■ Aim ■
How many lines in the material below contain the word "black"? Reply with the number alone.

■ Data shown ■
— Begin —

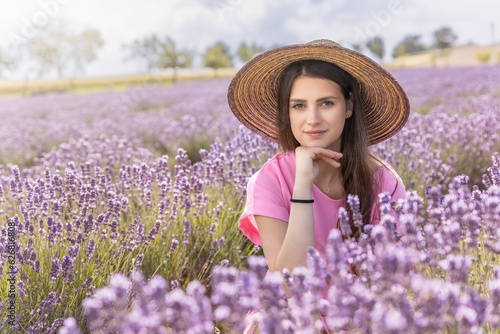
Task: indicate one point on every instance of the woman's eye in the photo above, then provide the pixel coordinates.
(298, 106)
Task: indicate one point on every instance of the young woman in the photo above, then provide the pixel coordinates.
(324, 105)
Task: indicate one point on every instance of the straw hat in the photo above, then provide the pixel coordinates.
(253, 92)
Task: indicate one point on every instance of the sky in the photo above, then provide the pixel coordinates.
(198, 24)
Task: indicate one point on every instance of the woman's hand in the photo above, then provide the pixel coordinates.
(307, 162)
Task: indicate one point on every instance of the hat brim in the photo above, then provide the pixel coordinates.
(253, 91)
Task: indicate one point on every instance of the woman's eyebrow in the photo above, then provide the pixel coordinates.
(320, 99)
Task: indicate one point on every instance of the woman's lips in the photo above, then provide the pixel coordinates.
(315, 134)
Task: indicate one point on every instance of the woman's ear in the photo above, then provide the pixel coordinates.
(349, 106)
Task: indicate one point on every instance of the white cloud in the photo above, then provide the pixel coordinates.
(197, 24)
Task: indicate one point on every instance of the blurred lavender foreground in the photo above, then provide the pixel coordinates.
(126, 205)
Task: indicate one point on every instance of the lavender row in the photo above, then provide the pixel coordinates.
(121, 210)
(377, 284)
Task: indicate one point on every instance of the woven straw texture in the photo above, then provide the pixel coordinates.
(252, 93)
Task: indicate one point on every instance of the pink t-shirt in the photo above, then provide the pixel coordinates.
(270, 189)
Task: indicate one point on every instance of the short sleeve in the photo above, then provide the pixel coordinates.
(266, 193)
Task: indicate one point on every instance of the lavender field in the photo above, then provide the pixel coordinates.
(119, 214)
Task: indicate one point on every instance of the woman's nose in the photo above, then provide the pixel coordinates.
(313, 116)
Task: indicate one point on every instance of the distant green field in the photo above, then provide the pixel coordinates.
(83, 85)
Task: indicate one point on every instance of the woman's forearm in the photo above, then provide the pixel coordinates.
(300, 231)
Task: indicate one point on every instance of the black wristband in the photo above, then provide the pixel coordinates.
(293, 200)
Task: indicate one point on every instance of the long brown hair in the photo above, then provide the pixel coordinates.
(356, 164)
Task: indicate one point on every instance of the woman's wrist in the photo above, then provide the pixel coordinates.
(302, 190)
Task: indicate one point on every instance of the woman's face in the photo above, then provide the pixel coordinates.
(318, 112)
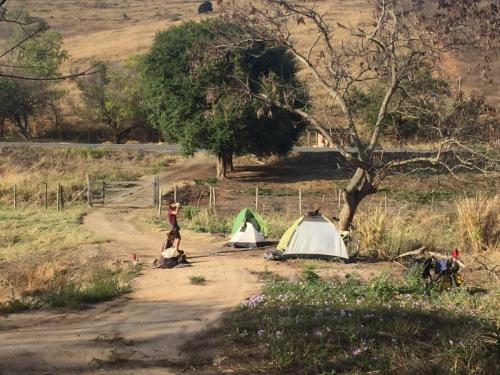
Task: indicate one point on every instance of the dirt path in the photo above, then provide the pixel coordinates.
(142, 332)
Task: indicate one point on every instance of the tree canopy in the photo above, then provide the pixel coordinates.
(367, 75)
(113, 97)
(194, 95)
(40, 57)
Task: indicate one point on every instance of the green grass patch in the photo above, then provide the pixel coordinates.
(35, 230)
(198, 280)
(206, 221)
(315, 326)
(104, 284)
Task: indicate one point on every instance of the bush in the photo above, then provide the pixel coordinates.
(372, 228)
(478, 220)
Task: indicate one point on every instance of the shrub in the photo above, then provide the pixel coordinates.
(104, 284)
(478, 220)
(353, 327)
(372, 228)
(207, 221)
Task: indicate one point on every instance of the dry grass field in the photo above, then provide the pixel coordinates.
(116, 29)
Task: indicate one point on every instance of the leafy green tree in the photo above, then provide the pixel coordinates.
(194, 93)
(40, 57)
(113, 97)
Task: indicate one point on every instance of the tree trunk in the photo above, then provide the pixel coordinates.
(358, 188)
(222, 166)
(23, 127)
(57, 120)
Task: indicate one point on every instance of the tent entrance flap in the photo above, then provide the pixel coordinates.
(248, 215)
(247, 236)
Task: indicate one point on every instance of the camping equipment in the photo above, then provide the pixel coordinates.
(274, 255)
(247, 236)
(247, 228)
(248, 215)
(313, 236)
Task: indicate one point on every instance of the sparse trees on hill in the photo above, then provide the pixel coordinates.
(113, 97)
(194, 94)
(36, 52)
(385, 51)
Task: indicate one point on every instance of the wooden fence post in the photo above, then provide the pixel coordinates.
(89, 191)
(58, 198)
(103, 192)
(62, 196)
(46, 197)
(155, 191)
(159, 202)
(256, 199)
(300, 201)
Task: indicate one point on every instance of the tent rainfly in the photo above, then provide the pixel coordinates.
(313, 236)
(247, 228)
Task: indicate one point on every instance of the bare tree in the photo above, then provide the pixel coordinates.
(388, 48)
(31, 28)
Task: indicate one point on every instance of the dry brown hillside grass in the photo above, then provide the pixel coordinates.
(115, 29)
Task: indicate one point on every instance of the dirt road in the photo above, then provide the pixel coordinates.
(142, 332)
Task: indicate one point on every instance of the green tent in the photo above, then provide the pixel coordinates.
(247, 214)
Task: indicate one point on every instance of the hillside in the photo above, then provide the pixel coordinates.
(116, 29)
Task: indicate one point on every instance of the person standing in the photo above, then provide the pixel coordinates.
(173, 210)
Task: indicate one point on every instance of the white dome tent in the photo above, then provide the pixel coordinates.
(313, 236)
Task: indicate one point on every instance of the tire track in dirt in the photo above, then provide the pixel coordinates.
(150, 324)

— End —
— Begin —

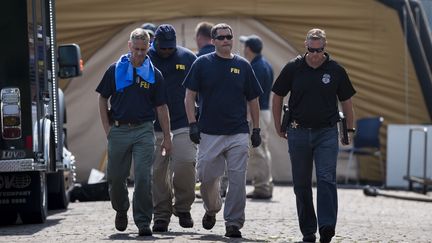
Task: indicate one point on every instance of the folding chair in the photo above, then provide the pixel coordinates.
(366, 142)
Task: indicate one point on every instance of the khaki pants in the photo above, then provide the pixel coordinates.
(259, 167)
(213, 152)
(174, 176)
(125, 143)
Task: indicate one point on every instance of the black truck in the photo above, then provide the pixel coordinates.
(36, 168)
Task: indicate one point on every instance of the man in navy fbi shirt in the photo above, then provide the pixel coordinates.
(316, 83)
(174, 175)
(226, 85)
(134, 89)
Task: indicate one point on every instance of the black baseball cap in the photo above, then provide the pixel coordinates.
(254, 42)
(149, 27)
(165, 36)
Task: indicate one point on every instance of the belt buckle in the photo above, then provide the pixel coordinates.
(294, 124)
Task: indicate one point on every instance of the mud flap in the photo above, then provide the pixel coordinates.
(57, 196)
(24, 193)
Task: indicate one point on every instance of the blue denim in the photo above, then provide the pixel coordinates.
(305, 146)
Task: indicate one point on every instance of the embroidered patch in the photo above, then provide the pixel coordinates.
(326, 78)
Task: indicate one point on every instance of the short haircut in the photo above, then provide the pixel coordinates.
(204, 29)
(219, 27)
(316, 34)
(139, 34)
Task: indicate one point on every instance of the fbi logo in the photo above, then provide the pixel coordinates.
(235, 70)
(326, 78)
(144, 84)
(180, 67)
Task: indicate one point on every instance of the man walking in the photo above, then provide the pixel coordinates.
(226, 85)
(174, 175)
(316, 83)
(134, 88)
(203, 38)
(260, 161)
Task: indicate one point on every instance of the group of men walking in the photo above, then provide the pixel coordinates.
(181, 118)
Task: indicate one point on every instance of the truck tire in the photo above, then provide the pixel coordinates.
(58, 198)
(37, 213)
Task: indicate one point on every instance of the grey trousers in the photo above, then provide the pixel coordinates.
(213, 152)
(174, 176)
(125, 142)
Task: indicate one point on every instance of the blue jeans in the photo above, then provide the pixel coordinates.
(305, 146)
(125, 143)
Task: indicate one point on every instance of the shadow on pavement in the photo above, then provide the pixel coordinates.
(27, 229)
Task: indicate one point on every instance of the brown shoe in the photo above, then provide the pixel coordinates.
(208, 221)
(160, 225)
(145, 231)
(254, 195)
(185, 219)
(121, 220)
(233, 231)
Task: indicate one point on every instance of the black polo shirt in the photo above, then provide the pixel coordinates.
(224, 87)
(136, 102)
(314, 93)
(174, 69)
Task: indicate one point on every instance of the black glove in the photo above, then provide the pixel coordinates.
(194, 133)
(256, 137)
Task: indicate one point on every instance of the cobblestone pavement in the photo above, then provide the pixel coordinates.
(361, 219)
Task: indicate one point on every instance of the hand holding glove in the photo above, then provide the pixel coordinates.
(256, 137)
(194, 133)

— End —
— Begin —

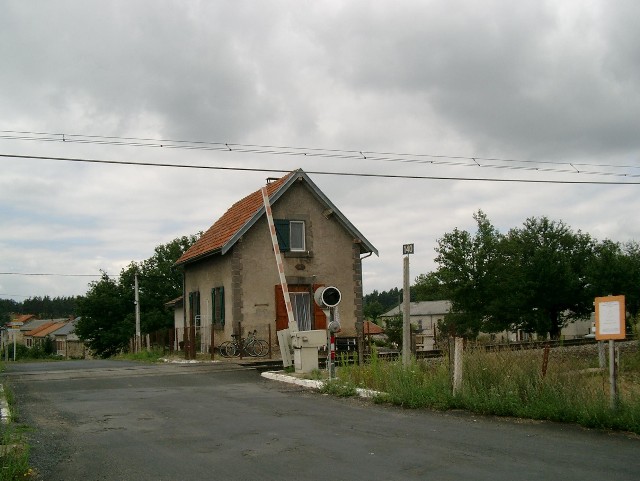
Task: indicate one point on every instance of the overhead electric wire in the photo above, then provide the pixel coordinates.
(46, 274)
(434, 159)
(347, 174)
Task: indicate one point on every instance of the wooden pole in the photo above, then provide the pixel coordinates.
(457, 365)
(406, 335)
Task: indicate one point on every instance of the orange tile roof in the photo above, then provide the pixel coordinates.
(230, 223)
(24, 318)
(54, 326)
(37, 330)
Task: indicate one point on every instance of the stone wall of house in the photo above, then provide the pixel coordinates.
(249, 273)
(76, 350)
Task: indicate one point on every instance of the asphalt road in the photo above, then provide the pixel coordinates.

— End —

■ Expected answer ■
5